■ Set tasks:
1) Print the part of the Cinema Sunday post that opens with the words containing "God! I couldn't" and closes with "over Santa Rosita.", copying it word for word.
2) In the Cinema Sunday post, what does Lennie Pike do for a living?

■ Passage provided:
Start

Sunday, November 6, 2022

Cinema Sunday: It's a Mad, Mad, Mad, Mad World

Today's Cinema Sunday turns it's attention to a comedy of epic proportions in terms of length and the size of the cast. It debuted 59 years ago on November 7th 1963. 



I first saw this movie as a kid in a theater during a re-release during the 1970's and I recently introduced the film to my wife Andrea.

Today, Cinema Sunday turns the spotlight on It's a Mad, Mad, Mad, Mad World.   


Before the advent of "home video" in the 1980's, the only way to see older movies other than when a TV station or network might choose to run one was through occasional re-releases. It was during one such re-release that I first saw It's a Mad, Mad, Mad, Mad World.

I have a distinct memory of being somewhat enthralled by the increasing damage to Edie Adams skirt in the sequence where she and Sid Ceasar are trapped in the hardware store basement. 

God! I couldn't have been more than 10 years old and I was perving on the advancing torn slit in Edie Adams' skirt? 

OK, I do have other memories from that childhood viewing.  

Mickey Rooney & Buddy Hackett trapped in an out of control airplane with an inebriated pilot played by Jim Backus (Mr. Howell from Gilligan's Island).  

Jonathan Winters going all "Hulk out" and destroying a gas station with his bare hands.  

The extended fire truck ladder flinging cast members all over Santa Rosita. 

But I'm getting ahead of myself. 

The film begins with  a speeding car flying off a curving road over the side of a hill and crashes.

Five motorists stop to help the driver: 

Melville Crump (Sid Ceasar), a dentist on a second honeymoon with his wife Monica (Edie Adams).  

Lennie Pike (Jonathan Winters), a furniture mover.

Ding Bell (Mickey Rooney) and Benjy Benjamin (Buddy Hackett), two friends on their way to Las Vegas

J. Russell Finch (Milton Berle), a seaweed-business owner, traveling with his wife Emmeline (Dorothy Provine) and his loud, obnoxious mother-in-law Mrs. Marcus (Ethel Merman).

End

■ Records:
Start

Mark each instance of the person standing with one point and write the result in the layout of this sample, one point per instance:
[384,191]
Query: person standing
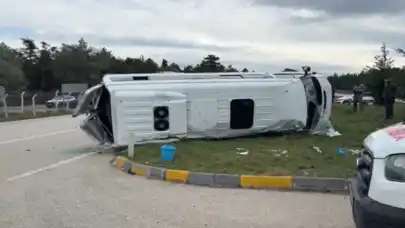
[358,92]
[389,99]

End

■ Outputs for the tasks:
1)
God! I couldn't have been more than 10 years old and I was perving on the advancing torn slit in Edie Adams' skirt? 

OK, I do have other memories from that childhood viewing.  

Mickey Rooney & Buddy Hackett trapped in an out of control airplane with an inebriated pilot played by Jim Backus (Mr. Howell from Gilligan's Island).  

Jonathan Winters going all "Hulk out" and destroying a gas station with his bare hands.  

The extended fire truck ladder flinging cast members all over Santa Rosita.

2) He is a furniture mover.